▶ [Your task]:
Transcribe the listing underneath, keeping each word exact and omitting the images.

▶ [Provided records]:
-- Opening Marker --
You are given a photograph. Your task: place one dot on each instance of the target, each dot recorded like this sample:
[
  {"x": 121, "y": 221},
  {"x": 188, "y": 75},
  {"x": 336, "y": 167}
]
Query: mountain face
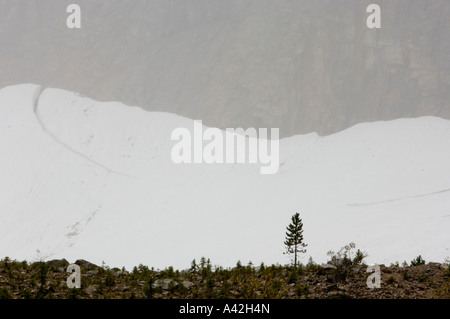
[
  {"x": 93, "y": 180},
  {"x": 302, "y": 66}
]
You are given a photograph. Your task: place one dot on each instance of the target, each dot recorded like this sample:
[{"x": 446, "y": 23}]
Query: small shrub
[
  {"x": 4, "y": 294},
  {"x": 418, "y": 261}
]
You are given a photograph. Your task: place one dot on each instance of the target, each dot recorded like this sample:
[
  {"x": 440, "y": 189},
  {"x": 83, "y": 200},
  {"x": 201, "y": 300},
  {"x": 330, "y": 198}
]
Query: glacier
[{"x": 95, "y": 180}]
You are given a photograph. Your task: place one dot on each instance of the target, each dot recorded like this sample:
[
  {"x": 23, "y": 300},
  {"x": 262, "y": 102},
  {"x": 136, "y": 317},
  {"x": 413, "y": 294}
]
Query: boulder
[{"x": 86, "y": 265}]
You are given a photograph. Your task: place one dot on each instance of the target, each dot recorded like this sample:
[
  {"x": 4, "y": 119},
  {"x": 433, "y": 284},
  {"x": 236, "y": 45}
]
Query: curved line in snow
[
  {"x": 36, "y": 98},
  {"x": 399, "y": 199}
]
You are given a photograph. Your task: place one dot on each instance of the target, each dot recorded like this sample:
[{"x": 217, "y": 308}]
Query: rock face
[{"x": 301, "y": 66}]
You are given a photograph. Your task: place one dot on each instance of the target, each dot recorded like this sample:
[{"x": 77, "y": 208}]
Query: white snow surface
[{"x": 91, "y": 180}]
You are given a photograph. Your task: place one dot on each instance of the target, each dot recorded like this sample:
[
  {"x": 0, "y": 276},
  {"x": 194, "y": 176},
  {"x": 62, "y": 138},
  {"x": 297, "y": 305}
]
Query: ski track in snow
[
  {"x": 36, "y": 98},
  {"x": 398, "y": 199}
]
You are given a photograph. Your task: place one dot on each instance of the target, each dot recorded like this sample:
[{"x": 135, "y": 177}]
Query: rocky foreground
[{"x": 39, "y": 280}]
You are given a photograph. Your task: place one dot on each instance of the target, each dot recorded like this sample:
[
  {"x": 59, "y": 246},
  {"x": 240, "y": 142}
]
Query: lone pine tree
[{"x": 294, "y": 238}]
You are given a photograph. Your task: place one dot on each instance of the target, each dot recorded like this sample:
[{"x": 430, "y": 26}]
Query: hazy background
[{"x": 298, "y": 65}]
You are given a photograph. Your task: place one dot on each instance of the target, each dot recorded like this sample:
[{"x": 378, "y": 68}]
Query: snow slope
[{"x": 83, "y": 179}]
-- Closing Marker --
▶ [Answer for the task]:
You are given a photograph. Your task: place one dot on each instance of the target, each dot recorded like this sample:
[
  {"x": 121, "y": 221},
  {"x": 188, "y": 75},
  {"x": 336, "y": 167}
]
Query: mountain face
[
  {"x": 93, "y": 180},
  {"x": 302, "y": 66}
]
You are given a photograph. Your task: place one dot on each instance of the target, each dot recorded like this sample:
[{"x": 446, "y": 23}]
Query: small shrub
[
  {"x": 4, "y": 294},
  {"x": 418, "y": 261}
]
You are given a photograph. Your task: place one dot on each instance of the target, each dot recorded like this sample:
[
  {"x": 440, "y": 189},
  {"x": 83, "y": 200},
  {"x": 201, "y": 300},
  {"x": 330, "y": 198}
]
Query: glacier
[{"x": 95, "y": 180}]
You are given a photograph. Your task: place one dot on each instance of the target, each dot recorded like this sample:
[
  {"x": 23, "y": 300},
  {"x": 262, "y": 102},
  {"x": 136, "y": 317},
  {"x": 413, "y": 294}
]
Query: boulder
[{"x": 86, "y": 265}]
You are given a photograph. Your task: place one dot on each instance of the target, each dot recorded like this sample:
[
  {"x": 4, "y": 119},
  {"x": 433, "y": 284},
  {"x": 236, "y": 45}
]
Query: curved line in snow
[
  {"x": 36, "y": 98},
  {"x": 399, "y": 199}
]
You are given a photograph. Your task: place one dot on each instance of the target, each dot recorded like this sample:
[{"x": 217, "y": 308}]
Query: rock face
[{"x": 301, "y": 66}]
You are given a photograph. Your task: place one dot on each instance of the target, each dot recorded like this sample:
[{"x": 77, "y": 208}]
Query: white snow surface
[{"x": 91, "y": 180}]
You are given a photograph. Your task: place one dot on each instance of the target, each dot recorded like this sample:
[
  {"x": 0, "y": 276},
  {"x": 194, "y": 176},
  {"x": 62, "y": 138},
  {"x": 297, "y": 305}
]
Query: ski track in snow
[
  {"x": 36, "y": 98},
  {"x": 398, "y": 199}
]
You are given a photograph. Your task: place one dot on each instance of the target, each dot recorded like this sample:
[{"x": 135, "y": 177}]
Query: rocky foreground
[{"x": 39, "y": 280}]
You are given a photograph. Your task: place one dot on each instance of the target, each dot recorded like this sample:
[
  {"x": 59, "y": 246},
  {"x": 240, "y": 142}
]
Query: lone pine tree
[{"x": 294, "y": 238}]
You are given a photograph. Your task: place one dot on each instance of the target, each dot recorded like this sample:
[{"x": 430, "y": 26}]
Query: hazy background
[{"x": 298, "y": 65}]
You are given a photograph. Your task: place one dot on each instance of the target, each dot recorded like this sample:
[{"x": 378, "y": 68}]
Query: snow slope
[{"x": 83, "y": 179}]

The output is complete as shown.